**TO BE DONE:**
Send back the entries below exactly as they appear.

— begin —

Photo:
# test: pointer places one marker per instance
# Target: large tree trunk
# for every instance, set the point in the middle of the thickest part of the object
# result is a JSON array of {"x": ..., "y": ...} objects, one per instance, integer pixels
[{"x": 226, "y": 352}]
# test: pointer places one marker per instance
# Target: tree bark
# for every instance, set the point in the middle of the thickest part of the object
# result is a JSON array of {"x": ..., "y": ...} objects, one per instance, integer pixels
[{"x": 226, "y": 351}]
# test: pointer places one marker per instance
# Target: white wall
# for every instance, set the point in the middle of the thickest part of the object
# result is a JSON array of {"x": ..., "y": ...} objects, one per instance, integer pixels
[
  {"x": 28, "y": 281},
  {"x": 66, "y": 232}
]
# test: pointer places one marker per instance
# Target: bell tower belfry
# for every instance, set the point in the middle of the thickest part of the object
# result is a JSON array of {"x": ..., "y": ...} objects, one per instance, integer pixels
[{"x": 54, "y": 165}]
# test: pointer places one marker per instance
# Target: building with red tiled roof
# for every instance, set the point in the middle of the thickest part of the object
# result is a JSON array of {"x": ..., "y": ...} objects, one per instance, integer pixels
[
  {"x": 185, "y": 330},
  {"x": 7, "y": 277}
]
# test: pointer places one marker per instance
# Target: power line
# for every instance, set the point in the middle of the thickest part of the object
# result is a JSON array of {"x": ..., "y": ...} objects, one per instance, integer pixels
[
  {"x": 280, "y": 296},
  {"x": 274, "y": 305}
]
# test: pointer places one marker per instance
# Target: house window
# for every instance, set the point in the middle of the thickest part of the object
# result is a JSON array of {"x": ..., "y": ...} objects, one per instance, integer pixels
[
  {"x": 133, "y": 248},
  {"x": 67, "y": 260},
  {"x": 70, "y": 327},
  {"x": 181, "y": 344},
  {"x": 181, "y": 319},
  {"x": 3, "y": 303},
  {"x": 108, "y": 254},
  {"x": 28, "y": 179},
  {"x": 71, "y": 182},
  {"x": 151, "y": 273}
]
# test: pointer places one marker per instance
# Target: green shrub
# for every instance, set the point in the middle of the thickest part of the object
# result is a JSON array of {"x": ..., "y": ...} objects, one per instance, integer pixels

— end —

**TASK ANSWER:**
Photo:
# test: pointer places one marker per instance
# Target: large tree trunk
# for every instance, set the point in the middle of the thickest part of the object
# result is a JSON array of {"x": ..., "y": ...} objects, one per instance, integer pixels
[{"x": 226, "y": 352}]
# test: pointer places one marker per instance
# Target: tree bark
# for every instance, set the point in the middle of the thickest part of the object
# result is a JSON array of {"x": ..., "y": ...} objects, one per instance, integer pixels
[{"x": 226, "y": 351}]
# test: pointer places one marker per instance
# Target: white wall
# for every instance, set the point in the middle of the thickest part of the object
# result is a JSON array of {"x": ..., "y": ...} objects, one per instance, integer pixels
[
  {"x": 28, "y": 281},
  {"x": 66, "y": 232}
]
# test: pointer places one marker per instance
# Target: bell tower belfry
# for every instance, set the point in the middle of the thickest part of the object
# result is a JSON array of {"x": ..., "y": ...} objects, one per instance, integer pixels
[{"x": 54, "y": 165}]
# test: pointer places one marker per instance
# Target: building with red tiled roof
# for every instance, set the point in the middle of the thickest part of the object
# result is a JSON array of {"x": ..., "y": ...} objects, one per instance, integer pixels
[
  {"x": 185, "y": 330},
  {"x": 7, "y": 277}
]
# test: pointer places one marker per instance
# Target: power line
# for every instance, set the point in the middle of the thickest part of the object
# result is a JSON array of {"x": ..., "y": ...} objects, one per instance, integer pixels
[
  {"x": 280, "y": 296},
  {"x": 274, "y": 305}
]
# test: pointer places one marker per instance
# Target: house window
# for every instance, set the point in the middle of the thickest part of the object
# result is a JSON array of {"x": ..., "y": ...} objects, one per instance, integer pixels
[
  {"x": 133, "y": 248},
  {"x": 67, "y": 260},
  {"x": 70, "y": 327},
  {"x": 181, "y": 344},
  {"x": 181, "y": 319},
  {"x": 3, "y": 303},
  {"x": 108, "y": 254},
  {"x": 28, "y": 179},
  {"x": 71, "y": 182},
  {"x": 151, "y": 273}
]
# test: pointer places one marker per instance
# Target: green shrub
# for every instance, set the point in the middle of the thickest part of the object
# result is a JSON array of {"x": ..., "y": ...} objects, one per instance, integer pixels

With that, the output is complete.